Excerpted data:
Content starts

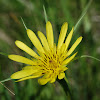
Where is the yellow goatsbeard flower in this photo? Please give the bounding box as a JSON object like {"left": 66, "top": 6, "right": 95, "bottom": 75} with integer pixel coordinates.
{"left": 8, "top": 21, "right": 82, "bottom": 85}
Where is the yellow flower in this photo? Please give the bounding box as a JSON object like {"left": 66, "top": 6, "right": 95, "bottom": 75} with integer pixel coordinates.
{"left": 8, "top": 21, "right": 82, "bottom": 85}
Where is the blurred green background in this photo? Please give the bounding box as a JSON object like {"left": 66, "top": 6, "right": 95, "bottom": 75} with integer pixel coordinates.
{"left": 0, "top": 0, "right": 100, "bottom": 100}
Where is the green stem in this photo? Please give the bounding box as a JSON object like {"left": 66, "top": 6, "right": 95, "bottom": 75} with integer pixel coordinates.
{"left": 64, "top": 76, "right": 68, "bottom": 83}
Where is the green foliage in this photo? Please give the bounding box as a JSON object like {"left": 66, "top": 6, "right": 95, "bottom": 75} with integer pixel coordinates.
{"left": 0, "top": 0, "right": 100, "bottom": 100}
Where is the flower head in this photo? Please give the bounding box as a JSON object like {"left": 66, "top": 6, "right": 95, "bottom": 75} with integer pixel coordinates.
{"left": 8, "top": 21, "right": 82, "bottom": 85}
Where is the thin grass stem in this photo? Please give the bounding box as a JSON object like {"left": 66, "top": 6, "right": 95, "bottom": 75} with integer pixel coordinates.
{"left": 81, "top": 55, "right": 100, "bottom": 62}
{"left": 0, "top": 82, "right": 15, "bottom": 95}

Content ends

Goal of the exercise: All entries above are to be restated exactly, with every image omitted.

Answer to this task:
Where is the yellow goatsbeard flower in this photo? Please give the bounding box as a JSON object like {"left": 66, "top": 6, "right": 95, "bottom": 75} with integer pixel coordinates.
{"left": 8, "top": 21, "right": 82, "bottom": 85}
Where is the yellow flower in this photo? Please give the bounding box as a JSON object like {"left": 66, "top": 6, "right": 95, "bottom": 75} with integer pixel coordinates.
{"left": 8, "top": 21, "right": 82, "bottom": 85}
Where is the blurred green background in this photo? Please give the bounding box as a JSON object like {"left": 66, "top": 6, "right": 95, "bottom": 75} with integer pixel coordinates.
{"left": 0, "top": 0, "right": 100, "bottom": 100}
Where is the green stem in this photo? Please give the bounding box as a JSON object like {"left": 66, "top": 6, "right": 95, "bottom": 75} with integer pixel coordinates.
{"left": 64, "top": 76, "right": 68, "bottom": 83}
Where is the green foliage in this photo? Please give the bounding box as a JSON object like {"left": 66, "top": 6, "right": 95, "bottom": 75} with integer pixel coordinates.
{"left": 0, "top": 0, "right": 100, "bottom": 100}
Where is the flower head in this photo? Please give the bounding box as a JSON object like {"left": 66, "top": 6, "right": 95, "bottom": 75} with integer pixel coordinates.
{"left": 8, "top": 21, "right": 82, "bottom": 85}
Where is the thin grass stem in this photo? Please give the bounding box as a JSON object like {"left": 66, "top": 6, "right": 95, "bottom": 75} with integer pixel coordinates.
{"left": 81, "top": 55, "right": 100, "bottom": 62}
{"left": 0, "top": 82, "right": 15, "bottom": 95}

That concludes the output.